(Referring expression data)
== == ==
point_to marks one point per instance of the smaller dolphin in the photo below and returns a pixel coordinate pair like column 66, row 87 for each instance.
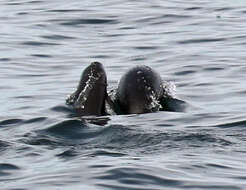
column 89, row 97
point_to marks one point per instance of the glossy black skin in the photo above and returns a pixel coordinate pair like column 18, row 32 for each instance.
column 90, row 96
column 135, row 90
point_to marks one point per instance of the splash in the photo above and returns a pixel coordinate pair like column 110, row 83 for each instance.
column 169, row 89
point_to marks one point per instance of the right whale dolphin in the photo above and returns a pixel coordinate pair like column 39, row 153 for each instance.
column 90, row 95
column 140, row 90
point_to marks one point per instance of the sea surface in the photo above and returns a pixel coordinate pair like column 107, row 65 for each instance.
column 198, row 45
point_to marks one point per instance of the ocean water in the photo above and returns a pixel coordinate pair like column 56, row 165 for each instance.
column 198, row 45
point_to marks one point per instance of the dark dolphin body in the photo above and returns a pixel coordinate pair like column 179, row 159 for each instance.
column 140, row 90
column 90, row 96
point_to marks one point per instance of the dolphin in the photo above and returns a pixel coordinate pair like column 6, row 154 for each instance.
column 141, row 90
column 89, row 97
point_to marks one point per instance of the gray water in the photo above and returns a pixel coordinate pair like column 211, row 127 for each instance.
column 198, row 45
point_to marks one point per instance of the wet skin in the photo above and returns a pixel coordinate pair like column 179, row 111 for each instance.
column 140, row 90
column 89, row 98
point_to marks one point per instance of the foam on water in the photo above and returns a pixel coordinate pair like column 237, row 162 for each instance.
column 199, row 45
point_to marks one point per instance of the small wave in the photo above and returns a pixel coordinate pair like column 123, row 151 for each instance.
column 6, row 168
column 35, row 43
column 75, row 22
column 10, row 122
column 134, row 176
column 232, row 124
column 201, row 40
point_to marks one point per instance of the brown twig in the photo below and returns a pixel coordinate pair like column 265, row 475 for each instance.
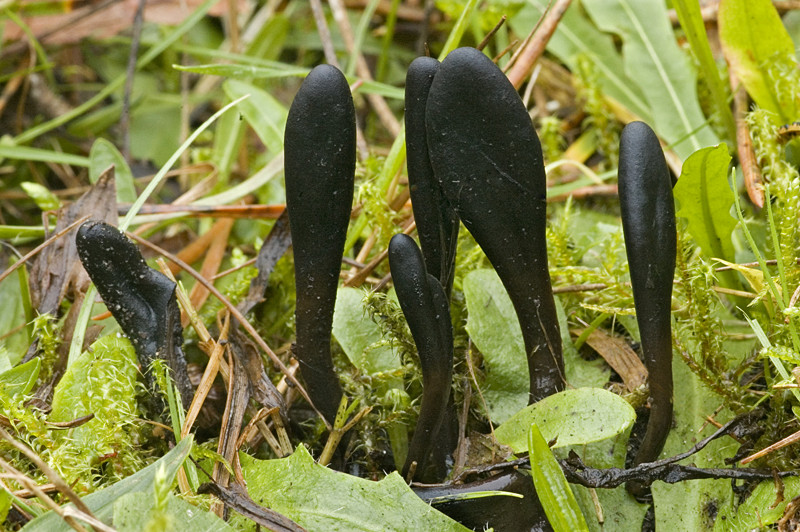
== == ==
Output the records above exactly as they are, leaving out the pictures.

point_to marks one point per instance of the smaller dolphin in the photo below and returns a pixel coordinate pair like column 66, row 87 for each instance.
column 89, row 97
point_to marks one point per instance of the glossy black skin in the photo above and returns a pixel coordinate pair like column 18, row 32 for each instance.
column 90, row 96
column 135, row 90
point_to marks one point per instance of the splash in the photo above and returns a pixel coordinate pair like column 110, row 83 for each instance.
column 169, row 89
point_to marks one point per instance of the right whale dolphin in the photo above and returns a pixel coordinate pair like column 39, row 153 for each instance.
column 90, row 95
column 140, row 90
point_to marks one point per instance of the sea surface in the photo above and returns a pixel coordinate pair like column 107, row 65 for each instance.
column 198, row 45
point_to marks one point per instance of the ocean water in the photo above and returns a pixel coordinate pair like column 56, row 165 for each instance.
column 198, row 45
point_to marks one point per instance of the dark dolphin body in the photo above and returns a pixel coordinate pair like column 179, row 159 for each instance.
column 140, row 90
column 90, row 96
point_to marks one point per instance of the dolphin in the photo above and returns a pixel coordinate pair like column 6, row 154 for each instance.
column 141, row 90
column 89, row 97
point_to marks one point per instance of the gray water in the photo above and returns a pixel coordinate pair like column 211, row 127 for each instance.
column 198, row 45
point_to marks one point per instance of the wet skin in the photo above and returns a pixel coordinate pair like column 179, row 111 for each instance.
column 140, row 90
column 89, row 98
point_to marks one point per instance of the foam on water in the photo above and returns a pixel coordinate pair like column 237, row 162 for each instance.
column 199, row 45
point_to marks one point per instance of the small wave in the photo above and returns a pixel coordinate pair like column 123, row 151 for each instance.
column 6, row 168
column 35, row 43
column 75, row 22
column 10, row 122
column 134, row 176
column 232, row 124
column 201, row 40
point_to marks one point per instance of the brown twig in the photo below and returns a pixel coordinate pair like column 265, row 475 for each instance.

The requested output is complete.